• _EXCERPTED TEXT_
↓↓↓

1. Installing Surveil
All-in-One installation: survei-full

Surveil does not work with SELinux yet. To disable it, use the following commands:

echo 0 >  /sys/fs/selinux/enforce
sed -i 's/SELINUX=.*/SELINUX=disabled/g' /etc/selinux/config

Install surveil-full with the following command:

yum install -y surveil-full --nogpgcheck

Due to an issue with MongoDB presenting itself as running before it is ready, start it 20 seconds before the other services:

systemctl start mongod.service

Launch all surveil services with the following command:

systemctl start surveil-full.target

The surveil-init command will flush existing MongoDB Alignak config, create an InfluxDB database and upload configuration templates to Alignak:

surveil-init --mongodb --influxdb --packs

The surveil-webui-init command will pre-create data sources in Grafana:

surveil-webui-init -H localhost -U root -P root -p 8086 -g "http://localhost:3000/grafana"
2. Testing the API

You should now be able to use the API:

surveil status-host-list
surveil config-host-list
3. Surveil Web UI

Access the Surveil Web UI at http://localhost:80/surveil

Monitoring a host with passive checks

Surveil allows for both passive monitoring and polling. In this guide, we will be creating a host and send passive check results.

0. Creating the host and service

With the Surveil CLI:

surveil config-host-create --host_name passive_check_host --address 127.0.0.1
surveil config-service-create --host_name passive_check_host --service_description passive_check_service --passive_checks_enabled 1 --check_command _echo --max_check_attempts 4 --check_interval 5 --retry_interval 3 --check_period "24x7" --notification_interval 30 --notification_period "24x7" --contacts admin --contact_groups admins
surveil config-reload
1. Sending check results

With the Surveil CLI:

surveil status-submit-check-result --host_name passive_check_host --service_description passive_check_service --output "Hello!" --return_code 0
2. Consulting the status of your host

With the Surveil CLI:

surveil status-service-list

Monitoring with your custom plugin

Surveil is compatible with Nagios plugins. It is trivial to write a custom plugin to monitor your applcation. In this guide, we will create a new plugin and configure a new Host that uses it in Surveil.

0. Install the plugin

Surveil support Nagios plugins. For more information about Nagios plugins, please refer to the Nagios plugin API documentation for more information.

There are many plugins available on the web. For example, the nagios-plugins project contains many plugins written in C and the monitoring-tools project contains many plugins written in Python.

Surveil loads plugins from /usr/lib/monitoring/plugins/. In this example, we will be installing a simple fake plugin written in Bash:

echo -e '#!/bin/bash\necho "DISK $1 OK - free space: / 3326 MB (56%); | /=2643MB;5948;5958;0;5968"' | sudo tee /usr/lib/monitoring/plugins/custom/check_example
chmod +x /usr/lib/monitoring/plugins/custom/check_example
1. Create a host using this plugin

Now that you are done developing your plugin, it is time to use it in Surveil.

↑↑↑

• _TASK LIST_
[1] Using the Surveil guide, decide whether each statement agrees with it. Answer yes or no for each, and quote the words from the guide that settle it.
(a) Surveil currently works with SELinux enabled.
(b) MongoDB should be started 20 seconds before the other services.
(c) Surveil loads plugins from /usr/lib/monitoring/plugins/.
[2] Write the next part of the Surveil guide, picking up after its final sentence.

• _DATASET CONTENT_
↓↓↓

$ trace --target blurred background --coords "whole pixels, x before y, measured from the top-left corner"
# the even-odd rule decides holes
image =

↑↑↑
↓↓↓

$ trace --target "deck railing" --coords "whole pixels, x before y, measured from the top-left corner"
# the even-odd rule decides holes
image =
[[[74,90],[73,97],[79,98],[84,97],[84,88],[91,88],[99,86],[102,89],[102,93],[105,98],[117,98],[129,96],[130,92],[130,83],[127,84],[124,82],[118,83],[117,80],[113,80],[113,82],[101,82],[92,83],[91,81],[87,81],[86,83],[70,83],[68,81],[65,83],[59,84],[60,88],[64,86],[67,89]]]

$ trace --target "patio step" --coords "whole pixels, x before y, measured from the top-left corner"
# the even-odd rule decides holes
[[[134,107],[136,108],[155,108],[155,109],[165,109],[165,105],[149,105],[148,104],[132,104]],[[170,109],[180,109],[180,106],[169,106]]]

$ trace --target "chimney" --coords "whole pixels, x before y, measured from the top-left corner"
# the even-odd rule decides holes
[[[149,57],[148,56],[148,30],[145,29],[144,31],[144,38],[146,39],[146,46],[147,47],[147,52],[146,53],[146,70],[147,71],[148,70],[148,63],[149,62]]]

↑↑↑

• _ANSWERS IN ORDER_
[1]
(a) No: "Surveil does not work with SELinux yet."
(b) Yes: "start it 20 seconds before the other services"
(c) Yes: "Surveil loads plugins from /usr/lib/monitoring/plugins/."

[2]
Creating a command

Before you can use your plugin in a host/service configuration, you need to create an Alignak command:

surveil config-command-create --command_name check_example --command_line '$CUSTOMPLUGINSDIR$/check_example $HOSTADDRESS$'
Creating a host

Create a host with the following command:

surveil config-host-create --host_name check_example_host --address savoirfairelinux.com --use generic-host
Creating a Service

Create a service with the following command:

surveil config-service-create --host_name check_example_host --service_description check_example_service --check_command "check_example" --max_check_attempts 4 --check_interval 5 --retry_interval 3 --check_period "24x7" --notification_interval 30 --notification_period "24x7" --contacts admin --contact_groups admins
Reload the config

Reload the config this will tell Alignak to reload the new config with the new host

surveil config-reload
Show the new service

Show the service list with this command:

surveil status-service-list

You should see the service you just add in the list with the correct status (this could take a minute a two for the result to show)

Heat AutoScaling with Surveil

When used with OpenStack integration, Surveil export metrics to Ceilometer. This allows for auto scaling based on application metrics with Heat.

For example, the autoscaling.yaml template below allows for scaling when there is an average of more than four users connected to the machines in the stack (via ssh).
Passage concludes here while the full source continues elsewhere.